EXERCISE DIRECTIONS: The lines to find are those in the entries that hold the word "wooden"; copy every one of them.

DATA:
════════

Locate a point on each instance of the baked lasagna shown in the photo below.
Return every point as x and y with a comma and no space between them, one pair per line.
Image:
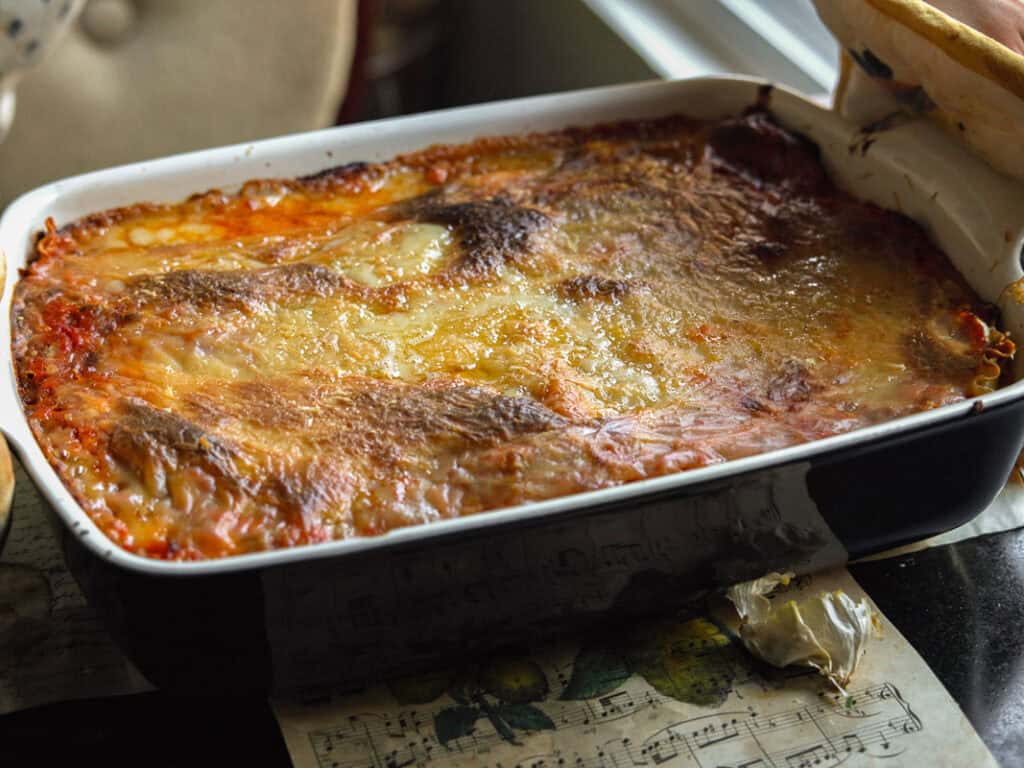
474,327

════════

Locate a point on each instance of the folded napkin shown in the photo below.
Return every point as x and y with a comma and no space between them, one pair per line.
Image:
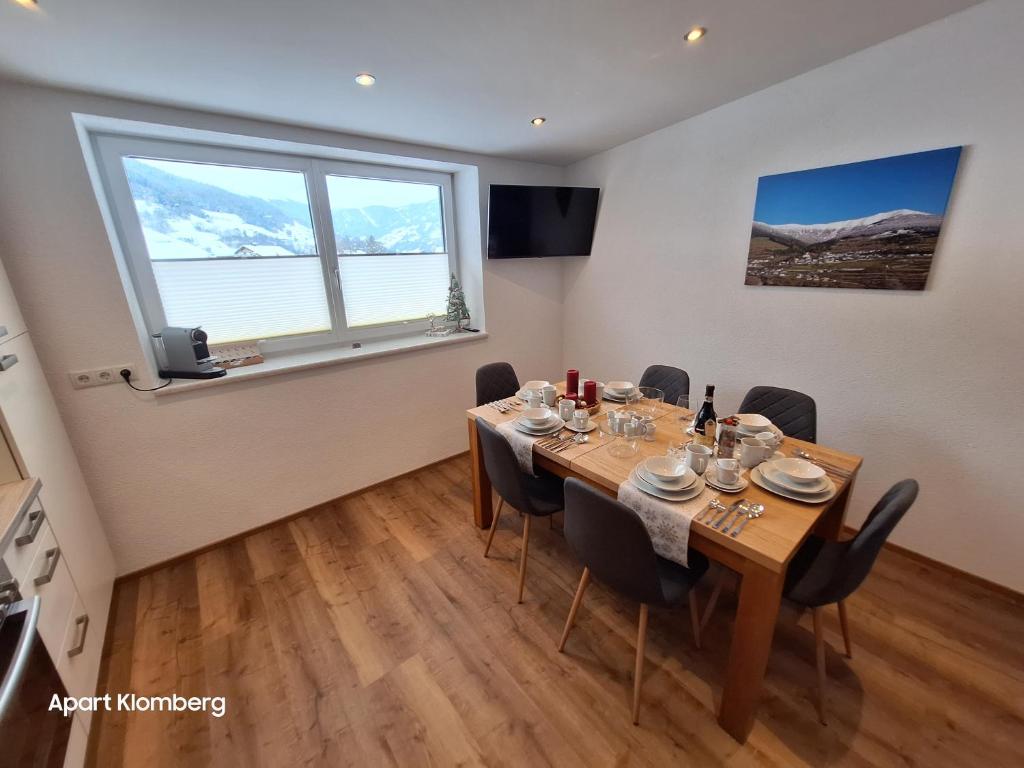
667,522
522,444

════════

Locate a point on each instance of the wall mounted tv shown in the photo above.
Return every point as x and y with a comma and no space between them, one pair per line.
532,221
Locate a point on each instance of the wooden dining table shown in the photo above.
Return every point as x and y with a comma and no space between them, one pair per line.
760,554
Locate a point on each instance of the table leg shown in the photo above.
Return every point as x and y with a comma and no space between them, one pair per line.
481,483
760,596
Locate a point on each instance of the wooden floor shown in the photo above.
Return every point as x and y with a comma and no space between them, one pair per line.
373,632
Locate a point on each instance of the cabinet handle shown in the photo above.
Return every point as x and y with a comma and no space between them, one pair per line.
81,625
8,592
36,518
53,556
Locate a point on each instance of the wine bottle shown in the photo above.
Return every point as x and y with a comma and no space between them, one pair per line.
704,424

════════

WRITTEN RESPONSE:
Locate a point on each instance of the wooden dining table shown in the photo above.
Locate a point on each instance of the wooden floor shown in the photo above.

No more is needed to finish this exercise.